EXCERPT
◇ ◇ ◇ ◇ ◇ ◇ ◇
Along with hurricane season and cavernous potholes, it is a fact of life in New Orleans that it is not easy to find a good place to eat on certain days and at certain hours. Many restaurants close at some point between Sunday and Tuesday, and when it comes to dining in the wee hours, pickings can be even slimmer, especially for thoughtful, wholesome fare.
Enter Cleo's Mediterranean Cuisine & Grocery, a grocery store and restaurant in the Central Business District. The store/eatery is open 24 hours seven days a week, which is a welcome option for the neighborhood, especially for downtown service industry workers and others who keep odd or late hours. Cleo's serves hot cups of Egyptian tea, American breakfasts and Middle Eastern-style sandwiches, even if a shift at a hotel, restaurant or hospital means someone is hunting for a meal at 4:30 a.m. on a Sunday.
A visit to Cleo's reveals a split vibe. Half of the clean, modern space is filled with grocery racks and refrigerators stocked with sodas, energy drinks, candy, beef jerky and similar items, and the other is fashioned as a dining room, with comfortable high-backed modern chairs and tables. Friendly service is available at the counter or via server. There's no alcohol available, but if you happen to be in the market for a hookah, Cleo has pipes for sale.
More important than its convenient hours is its cuisine. Cleo's offers, by far, some of the best, authentic Middle Eastern fare in the city. The extensive menu ranges from breakfast items — egg sandwiches with turkey bacon or sausage (no pork) — to numerous appetizers, soups, salads, seafood and vegetarian plates, as well as sandwich versions of many of popular items, including falafel, gyros, kebabs and shawarma. With sandwiches topping out at $5.50 and entrees hovering in the $12 range, the price is hard to beat.
◇ ◇ ◇ ◇ ◇ ◇ ◇
SUPPLIED DATA
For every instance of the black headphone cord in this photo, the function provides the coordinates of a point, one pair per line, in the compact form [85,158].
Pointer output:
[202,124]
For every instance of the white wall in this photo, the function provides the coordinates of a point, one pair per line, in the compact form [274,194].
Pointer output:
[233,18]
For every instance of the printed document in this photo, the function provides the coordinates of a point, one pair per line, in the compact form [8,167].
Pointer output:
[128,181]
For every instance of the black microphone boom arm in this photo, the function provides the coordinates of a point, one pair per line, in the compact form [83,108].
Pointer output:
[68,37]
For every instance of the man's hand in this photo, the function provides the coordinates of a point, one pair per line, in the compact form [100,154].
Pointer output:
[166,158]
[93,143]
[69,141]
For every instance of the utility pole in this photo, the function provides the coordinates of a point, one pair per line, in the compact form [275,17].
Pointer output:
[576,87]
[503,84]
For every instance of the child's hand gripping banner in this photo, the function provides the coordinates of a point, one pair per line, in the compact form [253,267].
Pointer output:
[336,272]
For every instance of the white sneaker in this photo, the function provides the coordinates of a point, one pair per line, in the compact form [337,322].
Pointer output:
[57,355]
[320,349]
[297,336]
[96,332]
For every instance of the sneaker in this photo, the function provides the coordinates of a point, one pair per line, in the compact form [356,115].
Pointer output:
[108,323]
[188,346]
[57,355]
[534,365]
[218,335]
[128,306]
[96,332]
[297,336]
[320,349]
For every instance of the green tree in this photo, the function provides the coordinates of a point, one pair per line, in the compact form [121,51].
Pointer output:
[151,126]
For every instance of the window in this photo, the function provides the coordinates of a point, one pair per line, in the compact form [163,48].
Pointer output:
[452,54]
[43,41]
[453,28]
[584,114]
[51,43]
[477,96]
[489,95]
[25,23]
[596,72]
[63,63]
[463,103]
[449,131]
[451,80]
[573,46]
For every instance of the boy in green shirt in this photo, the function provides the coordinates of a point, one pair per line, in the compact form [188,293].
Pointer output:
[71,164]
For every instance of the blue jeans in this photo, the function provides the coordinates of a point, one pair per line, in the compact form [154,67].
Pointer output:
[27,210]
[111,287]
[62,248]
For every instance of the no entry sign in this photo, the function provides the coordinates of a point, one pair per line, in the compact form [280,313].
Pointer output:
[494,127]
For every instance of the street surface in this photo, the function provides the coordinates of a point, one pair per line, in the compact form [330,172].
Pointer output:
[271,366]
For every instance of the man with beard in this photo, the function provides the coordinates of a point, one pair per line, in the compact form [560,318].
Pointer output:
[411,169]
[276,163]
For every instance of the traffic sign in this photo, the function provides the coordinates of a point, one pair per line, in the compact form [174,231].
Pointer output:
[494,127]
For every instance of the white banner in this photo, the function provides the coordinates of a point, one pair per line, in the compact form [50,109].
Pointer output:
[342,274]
◇ ◇ ◇ ◇ ◇ ◇ ◇
PROBLEMS AND TASKS
(1) In the article about Cleo's, what are the restaurant's hours?
(2) Continue the article about Cleo's from its final sentence.

PER-TASK OUTPUTS
(1) It is open 24 hours a day, seven days a week.

(2)
Appetizers include spot-on hummus, plated with a lovely pool of olive oil flecked with spicy red peppers, as well as the best, smoky baba ghanoush to be found in New Orleans. The kibbeh, filled with savory lamb, spices and pine nuts, is similarly a pleasure, as is excellent falafel, with a perfectly crispy exterior and a fluffy, warm, green filling. Cool and creamy lebna offers a nice contrast to the hot starters.
Among the entrees, the lula kebab — ground lamb and beef mixed with garlic, herbs and spices — is a standout. Chicken shawarma is tender and well seasoned, but the lamb and beef versions of that dish were on the tough side, though flavorful. Shrimp kebabs were also nicely spiced and well grilled. All entrees are generously portioned, especially the ample side salad, which requires a plate of its own.
There are a couple of hitches to note at Cleo's. The naked fluorescent bulbs on the ceiling illuminate the space well, but they remind diners they're eating in a convenience store. Also, when I arrived at 9 a.m. one weekday seeking a plate of the classic Egyptian breakfast of foul (a fava bean dish), the store was — to my shock — dark, empty and locked up, despite the lighted sign flashing "OPEN" and the listed round-the-clock hours. No explanation could be found.
"Well," my companion said, "foul me once... "
Despite that experience, Cleo's is a welcome oasis in what is otherwise a desert of late-night options for inexpensive, tasty and filling cuisine.